**Set problem**
Copy the lines below word for word, leaving every character and space unchanged.

**Records to use**
------------------------------------
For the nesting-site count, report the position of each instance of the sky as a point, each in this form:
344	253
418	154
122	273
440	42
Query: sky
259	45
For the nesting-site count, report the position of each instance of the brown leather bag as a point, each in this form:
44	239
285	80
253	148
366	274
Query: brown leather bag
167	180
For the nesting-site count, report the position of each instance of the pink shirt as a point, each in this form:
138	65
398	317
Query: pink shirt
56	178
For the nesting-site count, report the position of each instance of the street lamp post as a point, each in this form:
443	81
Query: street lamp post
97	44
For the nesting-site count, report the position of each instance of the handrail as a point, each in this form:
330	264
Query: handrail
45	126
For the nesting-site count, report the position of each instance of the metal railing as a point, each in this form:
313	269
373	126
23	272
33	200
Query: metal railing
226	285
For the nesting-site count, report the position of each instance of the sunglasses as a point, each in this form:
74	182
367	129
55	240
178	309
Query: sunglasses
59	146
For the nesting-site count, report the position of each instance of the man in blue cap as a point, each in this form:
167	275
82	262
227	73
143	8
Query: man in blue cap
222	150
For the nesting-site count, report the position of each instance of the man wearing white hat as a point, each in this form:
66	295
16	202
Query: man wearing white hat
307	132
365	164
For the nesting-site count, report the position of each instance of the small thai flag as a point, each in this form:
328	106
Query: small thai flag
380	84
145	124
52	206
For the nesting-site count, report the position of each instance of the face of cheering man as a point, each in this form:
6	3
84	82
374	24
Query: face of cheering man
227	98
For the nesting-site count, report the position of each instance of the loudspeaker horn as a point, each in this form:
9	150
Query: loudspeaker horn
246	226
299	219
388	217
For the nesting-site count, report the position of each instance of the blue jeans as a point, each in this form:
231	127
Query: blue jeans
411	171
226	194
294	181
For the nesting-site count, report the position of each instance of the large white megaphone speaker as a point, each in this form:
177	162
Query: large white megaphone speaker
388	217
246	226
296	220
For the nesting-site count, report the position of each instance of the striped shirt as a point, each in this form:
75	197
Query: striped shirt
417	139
------------------------------------
**Response to the exercise**
For the nesting-site count, report the position of each instance of the sky as a point, each in this form:
344	253
418	154
122	273
440	42
Query: sky
259	45
For the nesting-site count, report the position of each instance of the brown leather bag as a point, each in this form:
44	239
285	80
253	148
366	274
Query: brown leather bag
167	180
For the nesting-site count, report the position of each instance of the pink shirt as a point, each in this form:
138	65
398	317
Query: pink shirt
56	178
For the nesting-site count, report the position of each instance of the street lamp post as a point, each in this form:
443	81
Query: street lamp post
97	44
For the nesting-site count, report the position of each instance of the handrail as a point, each in this form:
330	264
Query: handrail
45	126
For the nesting-site count, report the position of each instance of the metal railing as a point, each in this form:
313	269
373	126
23	272
33	200
Query: metal railing
226	285
For the nesting-site count, report the position of each instance of the sunglasses as a point, each in this form:
74	182
367	129
55	240
178	309
Query: sunglasses
59	146
For the nesting-site count, report the position of each instance of the man in blue cap as a point, each in this form:
167	275
82	262
227	73
143	8
Query: man in blue cap
222	150
For the nesting-site count, report the position of each instance of the man wearing white hat as a point, each in this form:
66	295
16	202
Query: man wearing white hat
307	132
365	164
For the nesting-site count, report the position of each instance of the small thai flag as a point, each in this form:
328	106
Query: small thai flag
380	84
145	124
52	206
For the nesting-site count, report the position of each instance of the face of cheering man as a point, each in this form:
6	3
84	82
374	24
Query: face of cheering man
227	98
For the nesting-site count, report the position of each instance of the loudspeaker horn as a point, each in this form:
9	150
Query: loudspeaker horn
246	226
299	219
388	217
For the nesting-site count, report the position of each instance of the blue jeans as a point, each in this form:
231	127
Query: blue jeans
411	171
226	194
294	181
For the nesting-site count, report the position of each instance of the large white megaphone speaker as a point, each in this form:
177	162
Query: large white megaphone speaker
388	217
246	226
296	220
For the nesting-site count, report the position of each instance of the striped shirt as a point, each in this form:
75	197
Query: striped shirt
417	139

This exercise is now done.